• **SELECTED PASSAGE**
━━━━━━━━━━━━━━━━━━━━━━━━━━━━━━

Submit to biosamples

This notebook will serve to show how to use this library, in the simplest way:

Before you start
- Generate a valid input file with metadata about 1 sample (A very, very simple TSV)
What components do we need
What do we need to input to each component
How to correct our samples before submission
How to submit
See the results in Excel (or TSV, your decision)

This is the simplest example; in other notebooks, we will explore how to submit multiple samples, with relationships defined amongst them, how to validate our samples against ENA checklists, and how to transform input data.

Before you start

Please make sure you have python 3.10 or higher
Please make sure you have a webin acount set up in webin-dev
Please make sure you have the latest biobroker library installed: pip install biobroker

[1]:

%pip install --upgrade biobroker

Collecting biobroker==0.0.4
  Downloading biobroker-0.0.4-py3-none-any.whl.metadata (42 kB)

━━━━━━━━━━━━━━━━━━━━━━━━━━━━━━

• **WHAT THIS TASK INVOLVES**
Retype the portion of the BioSamples submission notebook that starts with the words "This is the" and finishes with "biobroker-0.0.4-py3-none-any.whl.metadata (42 kB)".

Raw records
━━━━━━━━━━━━━━━━━━━━━━━━━━━━━━

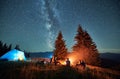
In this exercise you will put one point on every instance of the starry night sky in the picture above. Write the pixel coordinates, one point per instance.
(34, 24)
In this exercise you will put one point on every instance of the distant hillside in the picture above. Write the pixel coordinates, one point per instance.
(111, 56)
(41, 54)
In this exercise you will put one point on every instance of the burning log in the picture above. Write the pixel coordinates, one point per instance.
(68, 62)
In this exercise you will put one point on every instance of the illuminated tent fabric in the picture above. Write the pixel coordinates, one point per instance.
(14, 55)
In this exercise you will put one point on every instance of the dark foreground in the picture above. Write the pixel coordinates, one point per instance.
(28, 70)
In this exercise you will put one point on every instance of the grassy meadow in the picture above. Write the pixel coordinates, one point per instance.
(30, 70)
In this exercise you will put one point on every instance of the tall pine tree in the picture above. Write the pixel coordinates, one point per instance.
(60, 51)
(86, 47)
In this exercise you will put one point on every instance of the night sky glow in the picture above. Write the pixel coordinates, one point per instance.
(34, 24)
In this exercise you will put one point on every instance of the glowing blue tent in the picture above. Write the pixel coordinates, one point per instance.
(14, 55)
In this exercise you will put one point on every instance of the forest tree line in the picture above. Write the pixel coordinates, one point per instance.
(84, 47)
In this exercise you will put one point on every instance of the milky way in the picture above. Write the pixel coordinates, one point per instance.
(51, 18)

━━━━━━━━━━━━━━━━━━━━━━━━━━━━━━

• **EXERCISE SOLUTION**
This is the simplest example; in other notebooks, we will explore how to submit multiple samples, with relationships defined amongst them, how to validate our samples against ENA checklists, and how to transform input data.

Before you start

Please make sure you have python 3.10 or higher
Please make sure you have a webin acount set up in webin-dev
Please make sure you have the latest biobroker library installed: pip install biobroker

[1]:

%pip install --upgrade biobroker

Collecting biobroker==0.0.4
  Downloading biobroker-0.0.4-py3-none-any.whl.metadata (42 kB)